§ **Fragmento del texto**
◇ ◇ ◇ ◇
Hundo los dedos en la tierra y recupero las palabras de Rafael Landívar, poeta mayor de la Colonia Española en América. Pero más abajo encuentro las de Gucumatz, el dios olvidado. Quisiera alcanzar esa rendija por donde gotean los instantes hasta convertirse en siglos.
A principios de los sesenta yo tendría la misma edad que los niños posmodernos que comenzaron a jugar con computadoras. Nosotros jugábamos con tierra, con piedras, con gusanos. Y fuimos (asumo) igualmente felices. Jugábamos en lugares donde las rosas sin luna, sin lengua, no miraban sus espinas. Una especie de razón sin abismo en las catedrales del tiempo. ¿Podrá haber mayor privilegio?
Nuestra ciudad fue tres veces una Atlántida, fundada finalmente por cuarta vez en el Valle de La Virgen también conocido como De la Ermita, la Culebra y Valle de las Vacas. Crecí en la Calle del Manchén, a las faldas del Cerrito del Carmen donde hacia 1613 fue construida la primera ermita de lo que sería la Ciudad de Guatemala. El templo de estilo barroco aloja a una Virgen del Carmen traída por un ermitaño de origen italiano llamado Juan Corz por encargo de monjas carmelitas en España, siguiendo un deseo póstumo de Santa Teresa de Jesús.
◇ ◇ ◇ ◇
§ **Instrucción escrita 1**
Transcribe completo y sin ningún cambio el fragmento de arriba sobre la infancia en la Ciudad de Guatemala.

§ **Datos registrados**
◇ ◇ ◇ ◇
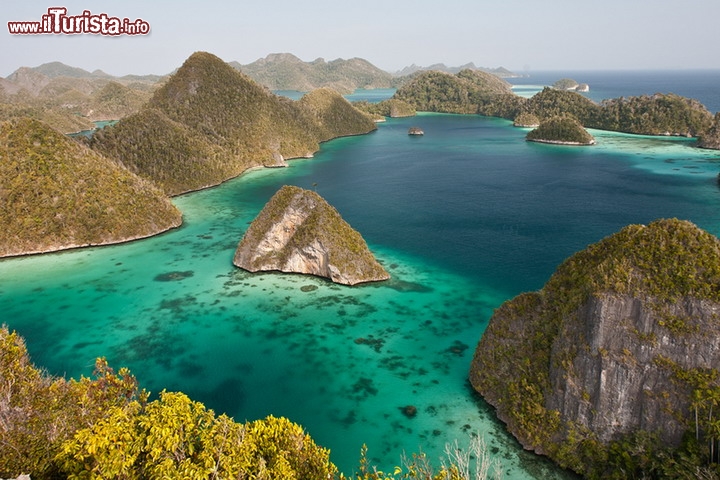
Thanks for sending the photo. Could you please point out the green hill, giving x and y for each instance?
◇ ◇ ◇ ◇
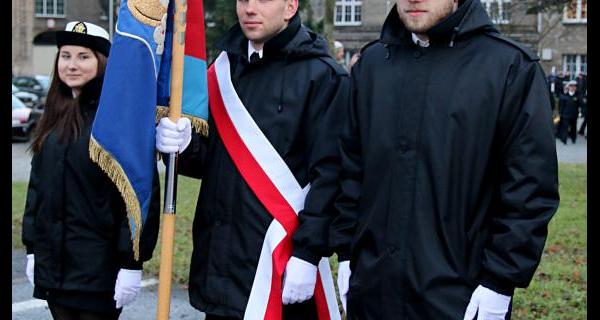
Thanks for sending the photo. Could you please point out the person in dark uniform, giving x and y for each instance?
◇ ◇ ◇ ◇
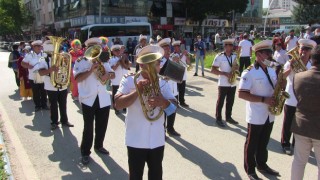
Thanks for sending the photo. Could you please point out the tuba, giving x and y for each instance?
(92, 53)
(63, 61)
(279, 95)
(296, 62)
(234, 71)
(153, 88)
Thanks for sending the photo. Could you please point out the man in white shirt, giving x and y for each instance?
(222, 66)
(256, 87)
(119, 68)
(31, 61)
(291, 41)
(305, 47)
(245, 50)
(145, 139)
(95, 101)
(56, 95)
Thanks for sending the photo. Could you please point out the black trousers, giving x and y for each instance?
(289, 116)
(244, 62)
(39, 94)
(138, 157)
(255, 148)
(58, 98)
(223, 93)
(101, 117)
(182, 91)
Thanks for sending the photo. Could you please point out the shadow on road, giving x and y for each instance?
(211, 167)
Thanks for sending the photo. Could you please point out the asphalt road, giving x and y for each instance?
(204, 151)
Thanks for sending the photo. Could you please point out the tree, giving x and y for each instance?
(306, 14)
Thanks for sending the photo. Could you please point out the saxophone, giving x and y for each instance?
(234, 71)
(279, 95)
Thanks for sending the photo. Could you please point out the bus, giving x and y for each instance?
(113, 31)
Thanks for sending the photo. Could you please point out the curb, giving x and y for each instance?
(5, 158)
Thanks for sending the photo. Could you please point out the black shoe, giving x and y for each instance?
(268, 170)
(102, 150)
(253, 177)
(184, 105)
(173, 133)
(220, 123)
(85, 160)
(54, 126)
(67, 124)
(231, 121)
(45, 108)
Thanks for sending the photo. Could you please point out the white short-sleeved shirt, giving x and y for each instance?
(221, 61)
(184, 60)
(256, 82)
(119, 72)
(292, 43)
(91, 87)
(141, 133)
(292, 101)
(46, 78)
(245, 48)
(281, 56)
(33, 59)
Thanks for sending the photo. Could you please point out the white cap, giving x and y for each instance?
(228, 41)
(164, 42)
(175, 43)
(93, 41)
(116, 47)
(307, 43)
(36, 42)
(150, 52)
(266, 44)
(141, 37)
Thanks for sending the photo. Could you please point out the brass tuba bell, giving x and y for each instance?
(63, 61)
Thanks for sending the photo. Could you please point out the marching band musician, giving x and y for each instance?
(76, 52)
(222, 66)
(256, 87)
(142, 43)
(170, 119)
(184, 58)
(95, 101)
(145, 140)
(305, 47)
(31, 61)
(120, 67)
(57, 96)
◇ ◇ ◇ ◇
§ **Instrucción escrita 2**
Cuenta las líneas de los registros que contienen la cadena "tuba", teniendo en cuenta mayúsculas y minúsculas. Responde solo con el número.

§ **Respuesta escrita 1**
Hundo los dedos en la tierra y recupero las palabras de Rafael Landívar, poeta mayor de la Colonia Española en América. Pero más abajo encuentro las de Gucumatz, el dios olvidado. Quisiera alcanzar esa rendija por donde gotean los instantes hasta convertirse en siglos.
A principios de los sesenta yo tendría la misma edad que los niños posmodernos que comenzaron a jugar con computadoras. Nosotros jugábamos con tierra, con piedras, con gusanos. Y fuimos (asumo) igualmente felices. Jugábamos en lugares donde las rosas sin luna, sin lengua, no miraban sus espinas. Una especie de razón sin abismo en las catedrales del tiempo. ¿Podrá haber mayor privilegio?
Nuestra ciudad fue tres veces una Atlántida, fundada finalmente por cuarta vez en el Valle de La Virgen también conocido como De la Ermita, la Culebra y Valle de las Vacas. Crecí en la Calle del Manchén, a las faldas del Cerrito del Carmen donde hacia 1613 fue construida la primera ermita de lo que sería la Ciudad de Guatemala. El templo de estilo barroco aloja a una Virgen del Carmen traída por un ermitaño de origen italiano llamado Juan Corz por encargo de monjas carmelitas en España, siguiendo un deseo póstumo de Santa Teresa de Jesús.

§ **Respuesta escrita 2**
2